SECCIÓN DEL DOCUMENTO =
========================================================================
Ley secesión catalana prevé la independencia inmediata si no hay referéndum

Antonio Franco

Es muy probable que desde el resto de España no se perciba con suficiente nitidez que en Catalunya a la estricta división entre el voto separatista y el constitucionalista hay que sumarle un profundo matiz de enfrentamiento dentro de ambos lados. Y centrándonos en el soberanismo, aunque el deseo de independencia sea el gran cemento unificador común de Esquerra Republicana, los exconvergentes y la CUP, entre estas tres fuerzas existen distancias políticas y de rivalidades personales -que se llevan a las urnas por imposibilidad de decantarlas hacia un lado u otro por ninguna otra vía- tan enconadas como las que les separan de las formaciones que desean seguir dentro de España.
========================================================================
[Entradas de anotación con cuadros delimitadores]
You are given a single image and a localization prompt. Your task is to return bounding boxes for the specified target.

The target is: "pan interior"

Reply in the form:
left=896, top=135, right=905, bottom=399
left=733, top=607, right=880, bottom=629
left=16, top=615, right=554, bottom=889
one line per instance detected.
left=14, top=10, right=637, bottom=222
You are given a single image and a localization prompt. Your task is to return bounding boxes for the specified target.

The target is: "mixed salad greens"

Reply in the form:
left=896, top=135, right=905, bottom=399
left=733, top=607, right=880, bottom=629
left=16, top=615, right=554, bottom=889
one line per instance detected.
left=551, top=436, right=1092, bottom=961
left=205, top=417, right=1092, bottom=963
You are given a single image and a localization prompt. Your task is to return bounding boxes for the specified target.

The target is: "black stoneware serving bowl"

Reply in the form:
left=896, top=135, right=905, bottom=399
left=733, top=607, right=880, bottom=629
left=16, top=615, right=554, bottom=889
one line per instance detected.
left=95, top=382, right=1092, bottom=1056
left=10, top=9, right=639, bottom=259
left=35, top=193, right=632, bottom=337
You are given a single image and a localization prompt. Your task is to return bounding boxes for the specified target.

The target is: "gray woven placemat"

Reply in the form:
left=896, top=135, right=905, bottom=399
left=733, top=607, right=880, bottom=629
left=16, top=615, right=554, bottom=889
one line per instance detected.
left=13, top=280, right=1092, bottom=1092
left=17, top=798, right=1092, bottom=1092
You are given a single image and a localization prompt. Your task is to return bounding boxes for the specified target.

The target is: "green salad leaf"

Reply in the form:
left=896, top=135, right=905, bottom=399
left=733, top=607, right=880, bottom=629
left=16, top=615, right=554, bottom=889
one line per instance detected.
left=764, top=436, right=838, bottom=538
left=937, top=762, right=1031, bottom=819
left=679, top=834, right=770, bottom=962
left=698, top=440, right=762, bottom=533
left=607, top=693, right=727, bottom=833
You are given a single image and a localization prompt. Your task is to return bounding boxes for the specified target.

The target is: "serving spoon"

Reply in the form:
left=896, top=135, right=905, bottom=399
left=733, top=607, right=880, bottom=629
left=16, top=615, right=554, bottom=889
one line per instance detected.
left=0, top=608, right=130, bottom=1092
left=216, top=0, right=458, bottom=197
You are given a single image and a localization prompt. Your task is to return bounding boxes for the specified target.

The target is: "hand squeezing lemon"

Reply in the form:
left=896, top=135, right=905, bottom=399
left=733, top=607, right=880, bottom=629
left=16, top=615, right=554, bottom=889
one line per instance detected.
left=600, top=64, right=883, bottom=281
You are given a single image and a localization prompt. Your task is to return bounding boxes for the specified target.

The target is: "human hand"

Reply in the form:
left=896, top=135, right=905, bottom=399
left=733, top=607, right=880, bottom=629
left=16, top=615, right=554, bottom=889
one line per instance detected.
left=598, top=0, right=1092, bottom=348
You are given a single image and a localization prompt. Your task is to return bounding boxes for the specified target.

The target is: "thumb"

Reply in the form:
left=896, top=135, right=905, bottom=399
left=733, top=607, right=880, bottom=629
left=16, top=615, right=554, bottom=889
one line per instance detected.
========================================================================
TAREA = Transcribe sin cambios el fragmento del texto sobre la secesión catalana que va desde "Ley secesión catalana" hasta "dentro de España.", ambos incluidos.

LA RESPUESTA =
Ley secesión catalana prevé la independencia inmediata si no hay referéndum

Antonio Franco

Es muy probable que desde el resto de España no se perciba con suficiente nitidez que en Catalunya a la estricta división entre el voto separatista y el constitucionalista hay que sumarle un profundo matiz de enfrentamiento dentro de ambos lados. Y centrándonos en el soberanismo, aunque el deseo de independencia sea el gran cemento unificador común de Esquerra Republicana, los exconvergentes y la CUP, entre estas tres fuerzas existen distancias políticas y de rivalidades personales -que se llevan a las urnas por imposibilidad de decantarlas hacia un lado u otro por ninguna otra vía- tan enconadas como las que les separan de las formaciones que desean seguir dentro de España.